* What is expected
Reproduce each of the entries below word for word, keeping them in the same order.

* Stored rows

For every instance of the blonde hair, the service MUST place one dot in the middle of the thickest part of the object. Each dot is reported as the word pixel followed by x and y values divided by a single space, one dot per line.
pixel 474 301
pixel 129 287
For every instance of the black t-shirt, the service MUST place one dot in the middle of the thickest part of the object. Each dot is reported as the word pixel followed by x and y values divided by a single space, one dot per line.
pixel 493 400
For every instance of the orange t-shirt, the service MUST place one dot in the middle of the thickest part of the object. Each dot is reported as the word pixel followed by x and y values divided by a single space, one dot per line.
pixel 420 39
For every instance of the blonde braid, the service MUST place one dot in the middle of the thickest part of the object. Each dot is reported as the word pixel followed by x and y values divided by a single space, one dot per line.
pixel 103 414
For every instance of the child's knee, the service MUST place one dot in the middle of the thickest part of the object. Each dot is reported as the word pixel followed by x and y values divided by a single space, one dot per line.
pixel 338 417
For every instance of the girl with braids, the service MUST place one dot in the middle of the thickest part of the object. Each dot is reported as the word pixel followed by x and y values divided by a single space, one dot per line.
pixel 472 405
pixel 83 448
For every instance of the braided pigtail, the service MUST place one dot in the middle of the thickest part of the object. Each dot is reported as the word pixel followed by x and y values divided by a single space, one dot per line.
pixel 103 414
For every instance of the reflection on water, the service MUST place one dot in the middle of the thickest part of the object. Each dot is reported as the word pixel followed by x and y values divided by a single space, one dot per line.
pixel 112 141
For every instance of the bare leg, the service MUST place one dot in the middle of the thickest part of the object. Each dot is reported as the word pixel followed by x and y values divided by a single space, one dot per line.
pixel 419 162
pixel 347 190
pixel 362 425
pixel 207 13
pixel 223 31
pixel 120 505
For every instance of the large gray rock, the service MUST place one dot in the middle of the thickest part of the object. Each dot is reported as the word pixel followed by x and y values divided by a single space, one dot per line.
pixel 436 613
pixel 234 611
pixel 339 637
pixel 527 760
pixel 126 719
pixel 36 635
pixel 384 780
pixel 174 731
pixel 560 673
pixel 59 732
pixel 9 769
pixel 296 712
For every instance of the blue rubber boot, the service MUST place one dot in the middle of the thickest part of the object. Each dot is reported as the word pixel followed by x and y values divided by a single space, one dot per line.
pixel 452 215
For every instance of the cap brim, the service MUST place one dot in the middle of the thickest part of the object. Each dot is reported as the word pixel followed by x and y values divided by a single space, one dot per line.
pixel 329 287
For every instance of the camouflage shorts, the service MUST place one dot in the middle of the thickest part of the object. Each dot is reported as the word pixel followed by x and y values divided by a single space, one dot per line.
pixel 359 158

* Solution below
For every instance of the blonde hair, the service MUST place one dot in the middle of the thickest part of the object. Each dot is reported as the word pixel followed by x and y values divided by a single space, one dot per line.
pixel 474 301
pixel 129 287
For every instance of the black t-shirt, the service MUST place one dot in the middle of the thickest part of the object. Each dot is reported as the word pixel followed by x and y values divided by a single space, one dot per line.
pixel 493 400
For every instance of the orange t-shirt, the service MUST place one dot in the middle of the thickest part of the object. Each dot is reported as the word pixel followed by x and y values divided by a single space, one dot per line.
pixel 420 39
For every instance of the blonde braid, the service MUST place one dot in the middle of the thickest part of the object. Each dot is reported as the word pixel followed by x and y values divided by a single space, one dot per line.
pixel 103 414
For every instance of the child's knee, the service MUST place one dot in the middle of the thickest part of the object. Each dot is reported as the word pixel followed by x and y values divided by a single space, one dot per line.
pixel 338 417
For every instance of the girl with braids, the service MUST place one dot in the middle of the thickest part of the object. Each dot is reported as the word pixel followed by x and y values divided by a single space, one dot per line.
pixel 472 405
pixel 83 448
For every instance of the braided pigtail, the service MUST place one dot in the middle of the thickest part of the object. Each dot is reported as the word pixel followed by x and y values divided by a single space, one dot per line.
pixel 103 414
For every instance of the reflection on water, the service MUST place one dot in the middle of the thickest part of the object. Each dot is reported as the word pixel followed by x and y values divided by a single space, one dot per line.
pixel 112 141
For every instance of the bare leg, the service MUST place one dot in the middle of the thickest part of the object. Each dot is reported as the word pixel followed by x and y values divided by a single space, one dot per line.
pixel 419 162
pixel 347 190
pixel 362 425
pixel 207 13
pixel 223 31
pixel 120 505
For every instance of the large gray rock, the service MUST place one dot in the middle of the thickest part of the object. Each dot is reported as the word pixel followed by x and y values divided by a single space, one dot per line.
pixel 436 613
pixel 234 611
pixel 339 637
pixel 527 760
pixel 126 719
pixel 36 635
pixel 384 780
pixel 174 731
pixel 560 673
pixel 59 732
pixel 9 769
pixel 296 712
For every instance of the blue rubber boot, the service MUST place one dot in the middle of the thickest part of the object. Each dot is reported as the word pixel followed by x and y values divided by a single space, one dot per line.
pixel 452 215
For every instance of the cap brim, the service MUST place one dot in the middle of the thickest part of the object. Each dot is reported as the word pixel followed by x and y values divided by a single space, one dot per line.
pixel 329 287
For every instance of the camouflage shorts, the service MUST place one dot in the middle of the thickest part of the object. Each dot is reported as the word pixel followed by x and y values divided by a single space, one dot per line.
pixel 359 158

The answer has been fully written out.